start DOCUMENT SECTION
Deliveries of waste wood to chipboard manufacturer Egger UKs site in Hexham have resumed despite a fire at the on-site biomass energy plant on Sunday evening (May 26).

Fire services were called to the scene at 10.26pm on Sunday, after which 60 firefighters and eight fire engines tackled the blaze using two aerial ladder platforms and a foam tender throughout the night, according to Northumberland Fire and Rescue Service.

Egger UK's Hexham site in Northumberland, where the biomass plant is located
Egger UK’s Hexham site in Northumberland, where the biomass plant is located

The fire was contained to the biomass plant, which provides heat energy for Eggers chipboard manufacturing processes at the Hexham site. As a result, all production at the site, at which there are 500 employees, was shut down following the fire.

The biomass facility runs on waste wood from the chipboard production, as well as a proportion of recycled wood fibre that has been through a recycling plant and cleaned. It has a heat capacity of 50MW, of which 36MW is used as hot gas to dry wood chips and 12MW is used as thermal oil heating for the chipboard production and lamination presses.

Timberpak, the subsidiary of Egger UK that sources and recycles wood waste for chipboard manufacturing at Hexham, said although deliveries of waste wood to the site had to be stopped on Monday (May 27), the site was receiving material again on Tuesday.

A spokesman for Timberpak said waste wood consumption at Hexham would not be affected by the biomass plant fire.

‘We will be working with fire investigators to determine the exact cause of the incident, which is our first since the new plant opened in 2007’

Bob Livesey, joint managing director, Egger UK

An investigation has been launched into the exact cause of the blaze, which is thought to have started after thermal oil ignited and ruptured a pipe. No one was injured and no raw wood materials were affected by the fire.
end DOCUMENT SECTION
• INSTRUCTIONS TO FOLLOW: In the article on the Hexham biomass plant fire, how many firefighters and fire engines fought the blaze? The data after this sentence comes from a separate source.
start RECORDED DATA
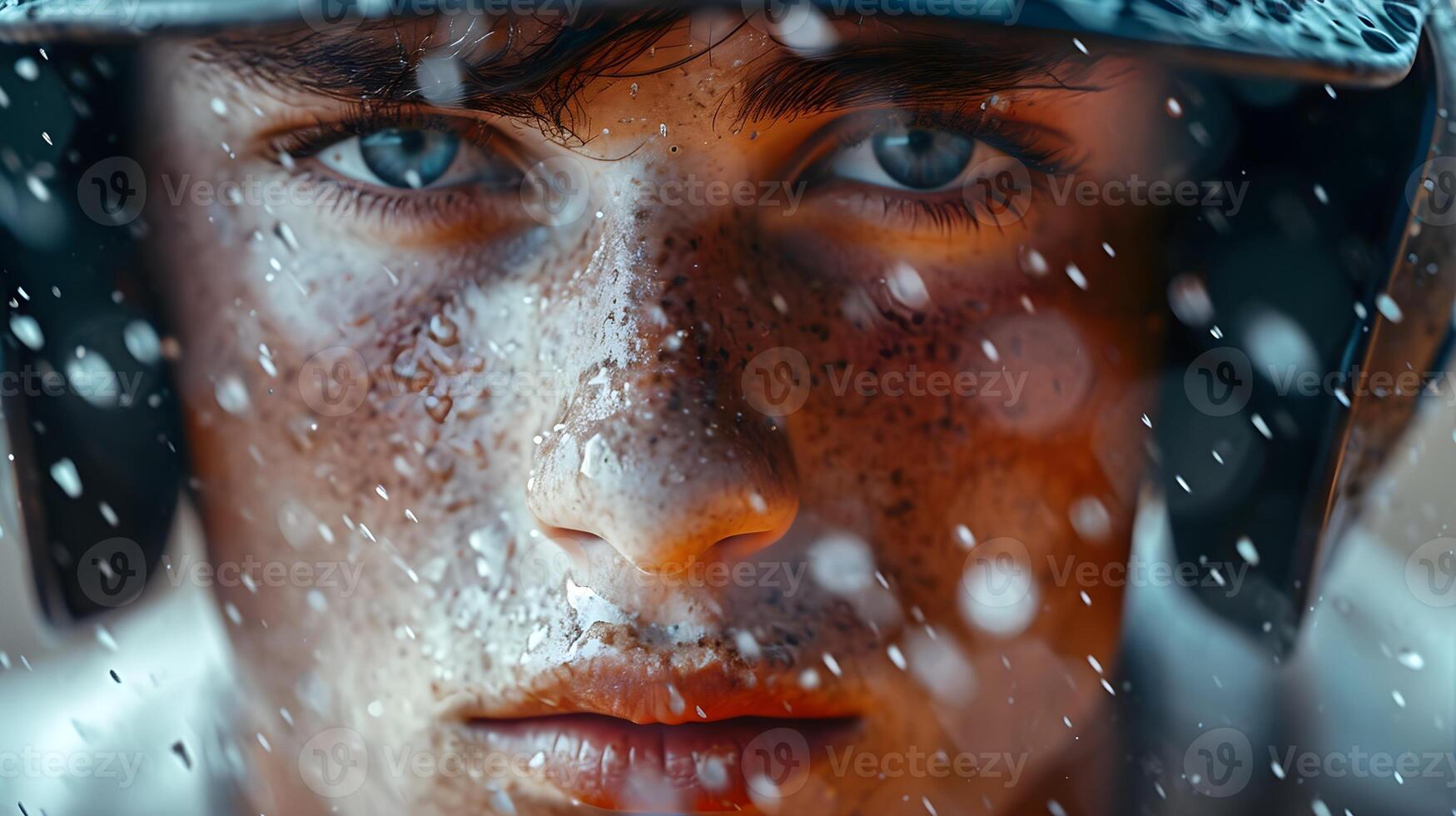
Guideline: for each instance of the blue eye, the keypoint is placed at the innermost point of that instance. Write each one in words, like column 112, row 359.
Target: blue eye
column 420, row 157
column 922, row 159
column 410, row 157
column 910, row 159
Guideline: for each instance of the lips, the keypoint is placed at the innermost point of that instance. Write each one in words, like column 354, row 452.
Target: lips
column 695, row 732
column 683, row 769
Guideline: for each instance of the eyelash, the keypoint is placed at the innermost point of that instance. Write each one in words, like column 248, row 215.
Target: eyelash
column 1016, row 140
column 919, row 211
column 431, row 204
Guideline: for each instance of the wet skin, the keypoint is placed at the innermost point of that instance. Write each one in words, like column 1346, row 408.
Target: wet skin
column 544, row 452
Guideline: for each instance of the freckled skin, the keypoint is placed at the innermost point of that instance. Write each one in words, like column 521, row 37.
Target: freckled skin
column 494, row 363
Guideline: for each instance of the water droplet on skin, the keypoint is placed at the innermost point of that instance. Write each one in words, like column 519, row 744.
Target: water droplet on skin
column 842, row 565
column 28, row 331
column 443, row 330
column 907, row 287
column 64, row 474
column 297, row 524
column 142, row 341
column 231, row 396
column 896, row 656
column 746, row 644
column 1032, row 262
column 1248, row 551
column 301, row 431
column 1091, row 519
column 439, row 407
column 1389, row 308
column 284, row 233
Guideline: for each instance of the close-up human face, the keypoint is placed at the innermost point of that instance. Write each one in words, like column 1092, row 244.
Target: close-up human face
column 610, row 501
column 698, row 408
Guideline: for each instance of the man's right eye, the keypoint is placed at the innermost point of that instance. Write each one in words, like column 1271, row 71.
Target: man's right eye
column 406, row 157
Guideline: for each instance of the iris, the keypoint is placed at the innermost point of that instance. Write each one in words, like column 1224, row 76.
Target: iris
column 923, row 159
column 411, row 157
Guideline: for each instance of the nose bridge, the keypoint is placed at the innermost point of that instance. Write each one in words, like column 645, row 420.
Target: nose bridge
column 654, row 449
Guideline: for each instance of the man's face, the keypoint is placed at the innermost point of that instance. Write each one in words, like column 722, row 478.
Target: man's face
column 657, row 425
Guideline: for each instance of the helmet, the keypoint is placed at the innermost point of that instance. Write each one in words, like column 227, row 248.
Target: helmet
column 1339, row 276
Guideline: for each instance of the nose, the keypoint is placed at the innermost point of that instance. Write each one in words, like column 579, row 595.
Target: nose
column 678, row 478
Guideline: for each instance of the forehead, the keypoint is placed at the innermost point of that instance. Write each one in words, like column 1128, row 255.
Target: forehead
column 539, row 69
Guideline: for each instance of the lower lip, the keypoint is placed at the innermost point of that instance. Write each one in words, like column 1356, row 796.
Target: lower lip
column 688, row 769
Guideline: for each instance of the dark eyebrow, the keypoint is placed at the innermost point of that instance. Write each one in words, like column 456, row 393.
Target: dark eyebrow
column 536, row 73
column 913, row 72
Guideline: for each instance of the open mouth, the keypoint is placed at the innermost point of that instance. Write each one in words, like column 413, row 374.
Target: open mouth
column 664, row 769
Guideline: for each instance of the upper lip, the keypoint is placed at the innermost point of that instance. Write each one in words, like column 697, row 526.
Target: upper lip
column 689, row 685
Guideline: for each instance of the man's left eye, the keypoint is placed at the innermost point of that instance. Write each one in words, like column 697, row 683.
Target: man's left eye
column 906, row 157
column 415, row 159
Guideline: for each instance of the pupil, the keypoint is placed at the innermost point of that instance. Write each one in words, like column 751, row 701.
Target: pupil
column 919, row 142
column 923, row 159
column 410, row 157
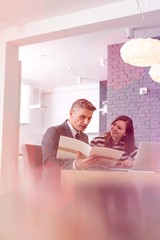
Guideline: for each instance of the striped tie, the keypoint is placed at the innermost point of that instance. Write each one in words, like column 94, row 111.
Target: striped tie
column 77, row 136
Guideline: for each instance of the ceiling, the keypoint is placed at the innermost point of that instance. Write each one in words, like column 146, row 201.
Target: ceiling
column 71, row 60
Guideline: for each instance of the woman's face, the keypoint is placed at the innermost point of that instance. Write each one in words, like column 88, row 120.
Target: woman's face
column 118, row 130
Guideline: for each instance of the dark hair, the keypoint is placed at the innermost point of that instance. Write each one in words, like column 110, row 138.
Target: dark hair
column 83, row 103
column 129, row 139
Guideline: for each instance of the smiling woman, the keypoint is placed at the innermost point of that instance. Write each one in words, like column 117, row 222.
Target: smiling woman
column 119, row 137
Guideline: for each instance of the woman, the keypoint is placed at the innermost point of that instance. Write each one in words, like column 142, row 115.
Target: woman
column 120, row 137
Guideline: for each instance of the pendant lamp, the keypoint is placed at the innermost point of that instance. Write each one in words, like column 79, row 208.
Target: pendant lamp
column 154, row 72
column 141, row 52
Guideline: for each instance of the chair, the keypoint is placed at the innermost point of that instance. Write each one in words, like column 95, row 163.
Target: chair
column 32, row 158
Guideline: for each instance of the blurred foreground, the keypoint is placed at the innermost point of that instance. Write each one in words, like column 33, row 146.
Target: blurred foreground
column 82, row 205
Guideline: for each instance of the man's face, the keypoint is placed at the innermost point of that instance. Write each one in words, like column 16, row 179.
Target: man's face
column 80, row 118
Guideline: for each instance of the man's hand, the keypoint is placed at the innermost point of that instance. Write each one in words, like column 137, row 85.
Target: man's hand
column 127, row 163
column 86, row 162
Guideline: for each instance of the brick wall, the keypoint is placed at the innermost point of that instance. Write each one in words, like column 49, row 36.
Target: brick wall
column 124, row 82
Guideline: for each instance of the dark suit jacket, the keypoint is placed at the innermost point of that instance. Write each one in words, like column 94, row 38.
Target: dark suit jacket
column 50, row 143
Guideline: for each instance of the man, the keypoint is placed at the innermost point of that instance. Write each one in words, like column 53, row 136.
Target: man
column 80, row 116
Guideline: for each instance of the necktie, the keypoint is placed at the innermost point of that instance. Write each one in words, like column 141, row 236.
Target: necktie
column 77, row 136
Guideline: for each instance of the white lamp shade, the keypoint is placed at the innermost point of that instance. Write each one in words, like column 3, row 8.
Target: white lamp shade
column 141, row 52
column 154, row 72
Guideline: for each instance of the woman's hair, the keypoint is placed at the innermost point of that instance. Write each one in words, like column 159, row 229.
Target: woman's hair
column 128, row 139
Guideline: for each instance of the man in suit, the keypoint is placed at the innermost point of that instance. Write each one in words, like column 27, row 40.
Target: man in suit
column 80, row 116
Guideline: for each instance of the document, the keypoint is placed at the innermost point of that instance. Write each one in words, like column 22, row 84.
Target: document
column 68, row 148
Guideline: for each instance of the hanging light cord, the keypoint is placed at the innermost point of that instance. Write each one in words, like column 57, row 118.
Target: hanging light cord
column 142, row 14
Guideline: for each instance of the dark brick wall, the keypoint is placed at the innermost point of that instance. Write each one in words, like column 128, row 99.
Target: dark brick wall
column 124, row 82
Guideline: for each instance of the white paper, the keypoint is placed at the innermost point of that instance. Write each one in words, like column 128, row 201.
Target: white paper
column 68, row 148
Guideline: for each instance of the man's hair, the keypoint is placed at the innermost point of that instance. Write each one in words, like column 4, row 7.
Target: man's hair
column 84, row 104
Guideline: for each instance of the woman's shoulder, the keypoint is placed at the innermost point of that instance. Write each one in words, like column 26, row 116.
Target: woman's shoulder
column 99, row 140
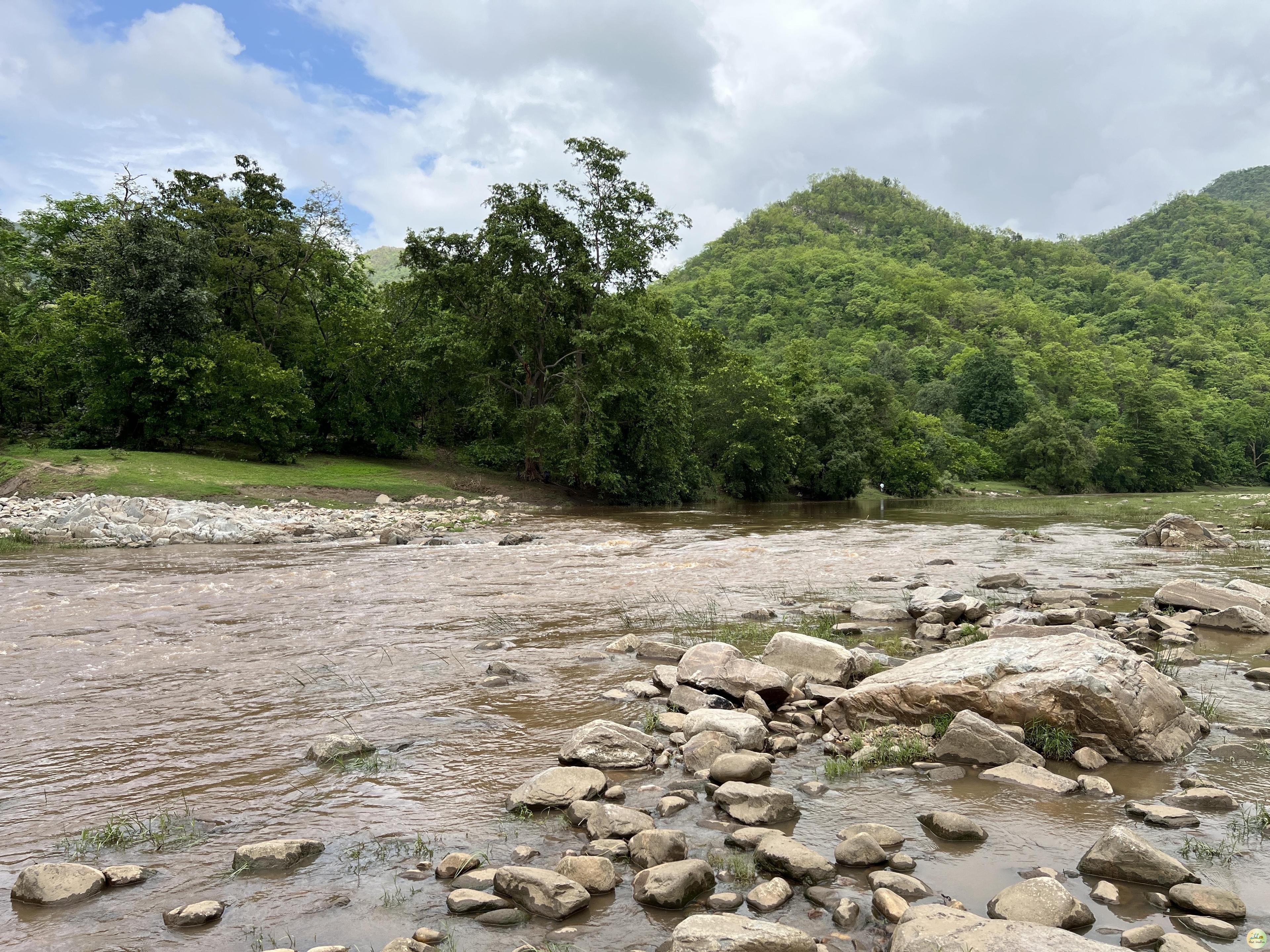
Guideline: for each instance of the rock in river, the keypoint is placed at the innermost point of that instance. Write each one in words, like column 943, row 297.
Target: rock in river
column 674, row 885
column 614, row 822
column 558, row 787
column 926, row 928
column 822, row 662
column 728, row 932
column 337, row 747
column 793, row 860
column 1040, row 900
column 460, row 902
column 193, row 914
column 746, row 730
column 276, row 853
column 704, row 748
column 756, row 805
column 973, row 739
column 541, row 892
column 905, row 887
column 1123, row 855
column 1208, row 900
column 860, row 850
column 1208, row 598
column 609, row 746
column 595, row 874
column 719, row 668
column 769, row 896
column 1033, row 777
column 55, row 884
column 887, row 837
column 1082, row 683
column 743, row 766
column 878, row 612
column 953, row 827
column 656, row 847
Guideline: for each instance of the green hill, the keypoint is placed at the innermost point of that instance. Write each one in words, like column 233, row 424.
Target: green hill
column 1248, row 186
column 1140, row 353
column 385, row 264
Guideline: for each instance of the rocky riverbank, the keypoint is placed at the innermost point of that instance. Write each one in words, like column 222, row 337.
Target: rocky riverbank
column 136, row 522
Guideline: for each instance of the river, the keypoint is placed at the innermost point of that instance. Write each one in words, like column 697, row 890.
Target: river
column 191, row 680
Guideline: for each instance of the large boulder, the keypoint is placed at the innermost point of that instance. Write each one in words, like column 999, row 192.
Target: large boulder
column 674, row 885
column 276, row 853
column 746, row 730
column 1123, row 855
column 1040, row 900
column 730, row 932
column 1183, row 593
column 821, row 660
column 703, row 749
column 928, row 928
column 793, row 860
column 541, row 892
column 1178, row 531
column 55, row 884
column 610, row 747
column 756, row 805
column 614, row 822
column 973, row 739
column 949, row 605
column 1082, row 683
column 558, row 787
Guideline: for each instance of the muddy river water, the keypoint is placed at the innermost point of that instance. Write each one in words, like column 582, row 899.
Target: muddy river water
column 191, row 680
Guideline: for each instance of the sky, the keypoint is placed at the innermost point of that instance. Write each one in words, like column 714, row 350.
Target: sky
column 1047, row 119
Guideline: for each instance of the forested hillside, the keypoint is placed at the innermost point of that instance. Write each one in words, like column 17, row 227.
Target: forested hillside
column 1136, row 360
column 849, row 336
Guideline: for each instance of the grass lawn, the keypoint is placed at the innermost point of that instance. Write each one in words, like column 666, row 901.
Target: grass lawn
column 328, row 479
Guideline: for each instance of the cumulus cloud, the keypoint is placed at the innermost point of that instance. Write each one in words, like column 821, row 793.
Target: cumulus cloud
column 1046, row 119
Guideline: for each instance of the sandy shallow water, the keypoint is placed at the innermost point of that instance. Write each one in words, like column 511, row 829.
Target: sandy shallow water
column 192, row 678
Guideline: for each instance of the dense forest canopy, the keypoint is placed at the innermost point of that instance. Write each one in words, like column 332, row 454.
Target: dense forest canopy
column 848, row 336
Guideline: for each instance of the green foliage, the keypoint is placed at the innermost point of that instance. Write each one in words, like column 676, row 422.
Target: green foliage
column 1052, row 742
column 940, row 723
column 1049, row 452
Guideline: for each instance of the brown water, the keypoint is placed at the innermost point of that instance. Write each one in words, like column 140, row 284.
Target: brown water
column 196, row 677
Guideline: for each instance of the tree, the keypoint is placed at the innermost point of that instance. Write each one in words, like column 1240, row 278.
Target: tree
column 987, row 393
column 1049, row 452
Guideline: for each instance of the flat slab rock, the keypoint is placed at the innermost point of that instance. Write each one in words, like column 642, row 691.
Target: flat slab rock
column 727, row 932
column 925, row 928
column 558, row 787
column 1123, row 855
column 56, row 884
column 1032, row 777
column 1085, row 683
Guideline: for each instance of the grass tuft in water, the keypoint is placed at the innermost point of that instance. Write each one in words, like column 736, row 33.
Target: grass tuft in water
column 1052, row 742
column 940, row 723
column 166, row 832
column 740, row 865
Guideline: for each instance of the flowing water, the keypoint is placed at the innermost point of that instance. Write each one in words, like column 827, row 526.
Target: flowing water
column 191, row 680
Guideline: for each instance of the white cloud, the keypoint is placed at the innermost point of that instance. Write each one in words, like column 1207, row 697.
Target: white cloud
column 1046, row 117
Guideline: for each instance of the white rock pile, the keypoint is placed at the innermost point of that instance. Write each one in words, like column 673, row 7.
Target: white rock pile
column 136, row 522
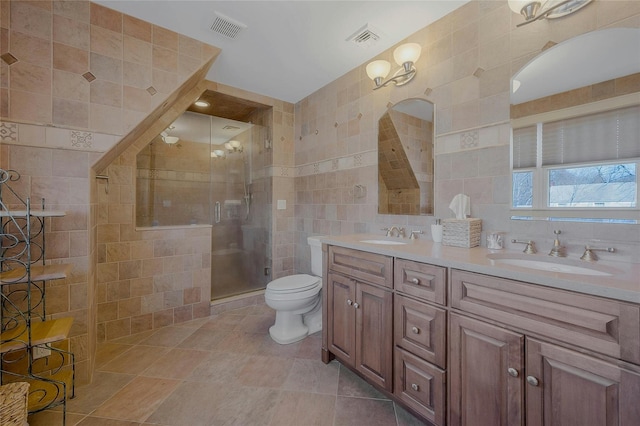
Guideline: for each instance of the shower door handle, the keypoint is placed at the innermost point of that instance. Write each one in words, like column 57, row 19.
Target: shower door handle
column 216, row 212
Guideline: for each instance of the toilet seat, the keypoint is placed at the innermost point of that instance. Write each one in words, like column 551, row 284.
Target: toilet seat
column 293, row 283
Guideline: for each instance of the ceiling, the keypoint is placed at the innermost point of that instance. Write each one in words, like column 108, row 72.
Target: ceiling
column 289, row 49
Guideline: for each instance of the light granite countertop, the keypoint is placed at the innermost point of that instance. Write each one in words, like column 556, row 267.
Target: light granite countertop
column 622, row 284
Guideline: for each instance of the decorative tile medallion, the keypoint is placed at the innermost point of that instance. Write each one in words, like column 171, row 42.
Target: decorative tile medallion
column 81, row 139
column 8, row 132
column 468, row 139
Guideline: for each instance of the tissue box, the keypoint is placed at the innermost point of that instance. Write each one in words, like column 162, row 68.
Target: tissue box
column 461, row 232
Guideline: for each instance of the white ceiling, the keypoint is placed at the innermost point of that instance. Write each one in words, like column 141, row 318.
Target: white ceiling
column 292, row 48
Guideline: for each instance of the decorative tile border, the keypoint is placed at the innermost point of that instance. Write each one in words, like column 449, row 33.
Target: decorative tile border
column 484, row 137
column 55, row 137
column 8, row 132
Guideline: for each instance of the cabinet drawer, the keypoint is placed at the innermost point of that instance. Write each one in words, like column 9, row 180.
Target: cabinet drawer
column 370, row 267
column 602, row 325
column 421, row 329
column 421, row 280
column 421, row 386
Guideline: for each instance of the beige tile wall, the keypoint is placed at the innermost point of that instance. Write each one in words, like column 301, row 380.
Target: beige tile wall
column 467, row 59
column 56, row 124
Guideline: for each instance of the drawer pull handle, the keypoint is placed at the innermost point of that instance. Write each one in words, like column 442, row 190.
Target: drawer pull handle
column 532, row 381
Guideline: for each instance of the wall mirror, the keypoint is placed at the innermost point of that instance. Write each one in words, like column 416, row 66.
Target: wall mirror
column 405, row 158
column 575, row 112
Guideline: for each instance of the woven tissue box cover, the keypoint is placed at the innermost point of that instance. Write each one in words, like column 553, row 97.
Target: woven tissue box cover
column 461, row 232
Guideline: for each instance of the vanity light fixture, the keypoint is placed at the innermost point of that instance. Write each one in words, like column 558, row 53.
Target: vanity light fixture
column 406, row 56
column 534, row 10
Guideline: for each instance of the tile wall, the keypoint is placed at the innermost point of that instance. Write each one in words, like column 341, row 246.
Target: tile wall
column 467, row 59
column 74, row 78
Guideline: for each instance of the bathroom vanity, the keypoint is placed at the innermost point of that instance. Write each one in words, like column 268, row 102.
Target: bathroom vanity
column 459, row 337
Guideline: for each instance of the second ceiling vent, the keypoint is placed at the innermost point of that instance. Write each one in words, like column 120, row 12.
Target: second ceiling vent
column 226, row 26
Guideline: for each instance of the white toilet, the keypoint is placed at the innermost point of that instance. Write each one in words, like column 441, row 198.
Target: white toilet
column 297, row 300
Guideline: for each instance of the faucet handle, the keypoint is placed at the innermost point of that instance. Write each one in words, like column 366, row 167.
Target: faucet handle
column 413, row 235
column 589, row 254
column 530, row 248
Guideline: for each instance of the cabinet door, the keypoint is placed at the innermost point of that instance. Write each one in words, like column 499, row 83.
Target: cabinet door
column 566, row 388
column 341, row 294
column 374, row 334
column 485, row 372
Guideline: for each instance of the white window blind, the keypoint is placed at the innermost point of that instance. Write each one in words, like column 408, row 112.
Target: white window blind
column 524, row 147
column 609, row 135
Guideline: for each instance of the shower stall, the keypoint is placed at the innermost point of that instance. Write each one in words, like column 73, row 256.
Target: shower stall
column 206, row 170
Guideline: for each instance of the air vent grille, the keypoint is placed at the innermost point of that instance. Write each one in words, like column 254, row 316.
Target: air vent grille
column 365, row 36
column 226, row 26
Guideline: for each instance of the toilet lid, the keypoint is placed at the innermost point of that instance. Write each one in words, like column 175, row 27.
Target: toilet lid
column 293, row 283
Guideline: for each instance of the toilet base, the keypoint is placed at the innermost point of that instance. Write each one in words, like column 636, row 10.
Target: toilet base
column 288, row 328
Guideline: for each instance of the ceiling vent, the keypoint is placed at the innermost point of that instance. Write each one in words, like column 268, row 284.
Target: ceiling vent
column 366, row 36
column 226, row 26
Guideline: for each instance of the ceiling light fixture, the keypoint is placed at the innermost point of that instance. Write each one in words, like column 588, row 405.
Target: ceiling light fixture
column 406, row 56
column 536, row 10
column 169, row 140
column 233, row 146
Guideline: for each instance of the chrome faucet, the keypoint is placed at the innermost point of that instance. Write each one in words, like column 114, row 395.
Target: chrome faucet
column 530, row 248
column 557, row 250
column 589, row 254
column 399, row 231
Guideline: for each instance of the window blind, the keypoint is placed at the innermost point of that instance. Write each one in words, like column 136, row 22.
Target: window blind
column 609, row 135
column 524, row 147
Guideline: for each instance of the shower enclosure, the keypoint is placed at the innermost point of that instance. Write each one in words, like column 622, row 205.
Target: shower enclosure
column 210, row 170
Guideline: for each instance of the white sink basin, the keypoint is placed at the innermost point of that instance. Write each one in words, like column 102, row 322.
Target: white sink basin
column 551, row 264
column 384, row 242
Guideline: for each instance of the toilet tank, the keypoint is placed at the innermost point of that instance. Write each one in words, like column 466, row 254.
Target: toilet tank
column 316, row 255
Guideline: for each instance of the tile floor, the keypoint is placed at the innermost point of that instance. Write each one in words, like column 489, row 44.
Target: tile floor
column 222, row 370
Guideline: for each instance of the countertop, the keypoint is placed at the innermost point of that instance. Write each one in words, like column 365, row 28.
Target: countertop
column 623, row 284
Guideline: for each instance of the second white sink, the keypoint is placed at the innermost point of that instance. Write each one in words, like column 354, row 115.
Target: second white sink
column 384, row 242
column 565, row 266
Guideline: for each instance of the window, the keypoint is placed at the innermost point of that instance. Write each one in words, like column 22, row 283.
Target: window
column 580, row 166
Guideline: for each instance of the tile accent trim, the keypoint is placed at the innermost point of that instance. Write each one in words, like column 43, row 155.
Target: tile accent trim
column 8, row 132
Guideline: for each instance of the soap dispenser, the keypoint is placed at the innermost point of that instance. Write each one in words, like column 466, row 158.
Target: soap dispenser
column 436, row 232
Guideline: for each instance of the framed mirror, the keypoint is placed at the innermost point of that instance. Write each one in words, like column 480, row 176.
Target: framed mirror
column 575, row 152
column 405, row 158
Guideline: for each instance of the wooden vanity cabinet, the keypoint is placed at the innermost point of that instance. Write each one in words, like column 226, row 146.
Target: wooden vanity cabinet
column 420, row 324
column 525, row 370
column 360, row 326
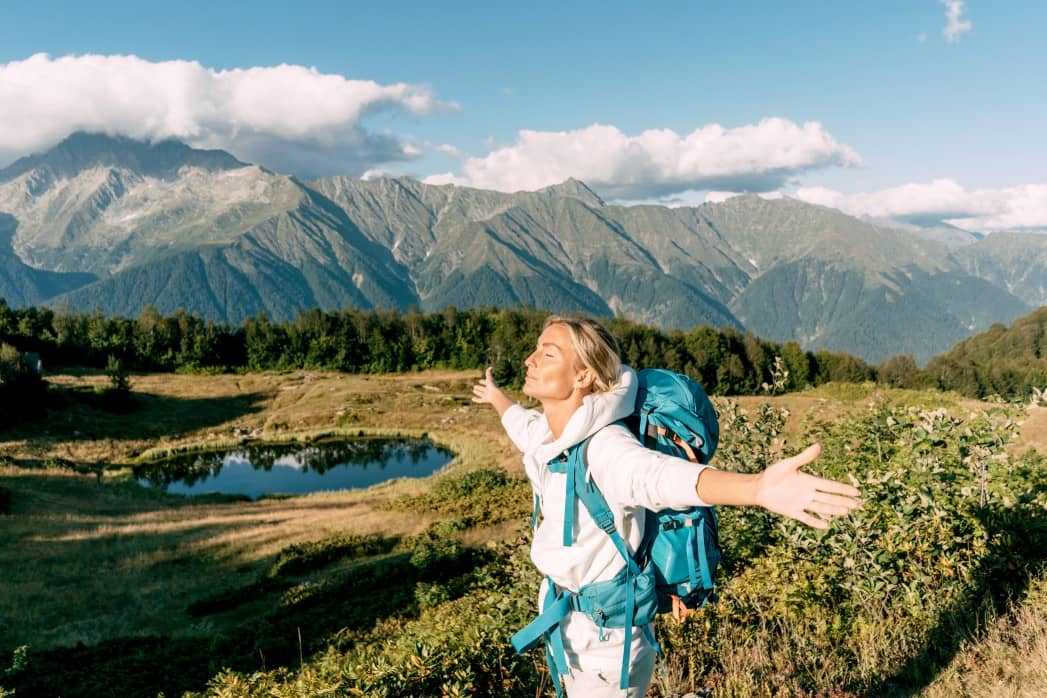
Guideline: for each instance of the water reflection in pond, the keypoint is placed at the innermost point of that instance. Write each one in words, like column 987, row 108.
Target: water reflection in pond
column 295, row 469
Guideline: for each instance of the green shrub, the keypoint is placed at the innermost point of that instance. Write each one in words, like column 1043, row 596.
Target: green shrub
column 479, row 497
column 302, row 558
end RECORDED DATA
• RESPONSE TO THE EXERCISE: 60 firefighters and eight fire engines.